***** Extrait
Ce lundi 20 octobre, dans les salons de la librairie Mollat à Bordeaux, conférence de l’historien André Kaspi, qu’on ne présente plus. C’est l’un des spécialistes des Etats-Unis, souvent invité dans les médias pour nous éclairer sur ce pays que nous croyons connaître et qui, pourtant, nous échappe ; et du reste excellent orateur, passionnant, discourant debout sans prompteur, pas comme Ségolène.

L’intérêt de ce genre de conférence est de glaner quelques détails qui ne sont pas forcément dits dans les médias. Non pas que l’intéressé ne puisse pas parler, mais plutôt que la structure des émissions empêche tout discours libéré des contraintes. Pas de temps à partager entre intervenants, pas de journaliste pour influer sur les thèmes débattus. La conférence de Kaspi fut centrée sur les élections américaines. Quelques petits détails mais importants ont été livrés. D’où l’idée d’une recension choisie avec quelques commentaires.

Pour commencer, une vision globale sur cette élection. Selon Kaspi, qui se fait interprète des Américains, le choix entre Obama et McCain est un choix entre une Amérique du XXIe siècle, qui doit s’inventer, et une Amérique héroïque, celle de la guerre du Vietnam ; n’oublions pas que MC est un Vétéran. Quant au fond politique, il se traduit par un chiffre. La cote de popularité de GW Bush a atteint un record. 22 % là-bas. Autant taire les chiffres dans les autres pays du monde. Bush est impopulaire et l’image de l’Amérique au plus bas dans le monde. Autre détail d’ordre géopolitique. Si, pour l’instant, une divergence sur le retrait d’Irak sépare les deux candidats, sur la question de l’Afghanistan c’est un consensus géopolitique visant à inviter l’Europe à participer à l’effort de guerre. L’occasion de rappeler ce fameux discours devant 200 000 Allemands qui applaudissaient le messie du nouveau monde sauf que cet Obama allait à l’encontre de l’opinion de ces gens pour la plupart opposés à la présence allemande en Afghanistan et qui visiblement, avaient traduit de travers les propos du candidat démocrate sur ce point précis. Comme quoi, ces élections ont quelque chose d’une farce mondiale. D’ailleurs, la plupart des élections dans les pays démocratiques sont une combinaison de sérieux et de farce.
**********
***** Jeu de données
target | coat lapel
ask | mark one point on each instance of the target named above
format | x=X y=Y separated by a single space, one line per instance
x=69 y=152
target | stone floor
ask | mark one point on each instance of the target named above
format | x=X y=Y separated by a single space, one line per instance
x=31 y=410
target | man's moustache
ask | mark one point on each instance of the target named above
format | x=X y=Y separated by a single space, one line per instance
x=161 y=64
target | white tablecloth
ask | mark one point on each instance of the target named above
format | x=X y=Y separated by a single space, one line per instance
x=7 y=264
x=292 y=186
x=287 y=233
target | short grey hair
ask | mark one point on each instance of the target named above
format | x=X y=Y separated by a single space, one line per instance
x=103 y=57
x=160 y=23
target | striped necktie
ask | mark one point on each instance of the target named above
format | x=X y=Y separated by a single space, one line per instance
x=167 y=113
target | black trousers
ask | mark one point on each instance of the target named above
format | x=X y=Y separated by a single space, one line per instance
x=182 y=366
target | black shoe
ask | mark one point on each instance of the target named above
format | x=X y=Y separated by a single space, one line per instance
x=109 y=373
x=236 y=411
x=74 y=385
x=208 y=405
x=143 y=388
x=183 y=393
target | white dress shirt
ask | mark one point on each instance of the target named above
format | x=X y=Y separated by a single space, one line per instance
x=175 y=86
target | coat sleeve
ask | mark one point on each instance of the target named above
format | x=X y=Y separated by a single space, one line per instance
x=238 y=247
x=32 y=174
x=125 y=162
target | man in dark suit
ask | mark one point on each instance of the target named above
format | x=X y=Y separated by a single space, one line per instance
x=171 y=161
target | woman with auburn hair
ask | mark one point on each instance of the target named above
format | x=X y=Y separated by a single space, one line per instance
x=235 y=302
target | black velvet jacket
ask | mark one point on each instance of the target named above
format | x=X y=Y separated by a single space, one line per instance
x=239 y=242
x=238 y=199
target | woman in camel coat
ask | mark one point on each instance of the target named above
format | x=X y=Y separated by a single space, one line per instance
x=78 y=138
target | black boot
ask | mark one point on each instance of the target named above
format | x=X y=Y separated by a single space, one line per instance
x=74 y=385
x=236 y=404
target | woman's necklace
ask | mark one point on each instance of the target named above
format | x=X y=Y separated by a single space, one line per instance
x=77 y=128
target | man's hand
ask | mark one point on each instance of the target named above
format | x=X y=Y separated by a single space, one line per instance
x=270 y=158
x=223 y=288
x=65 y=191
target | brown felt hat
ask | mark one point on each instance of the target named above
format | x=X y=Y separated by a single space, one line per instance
**********
Consigne: Pourriez-vous recopier l'extrait sur la conférence de Kaspi de « L’intérêt de ce » à « avec quelques commentaires. », en mettant « programmes » à la place de « émissions » ? Le matériel ne joue aucun rôle ici.

Résultat:
L’intérêt de ce genre de conférence est de glaner quelques détails qui ne sont pas forcément dits dans les médias. Non pas que l’intéressé ne puisse pas parler, mais plutôt que la structure des programmes empêche tout discours libéré des contraintes. Pas de temps à partager entre intervenants, pas de journaliste pour influer sur les thèmes débattus. La conférence de Kaspi fut centrée sur les élections américaines. Quelques petits détails mais importants ont été livrés. D’où l’idée d’une recension choisie avec quelques commentaires.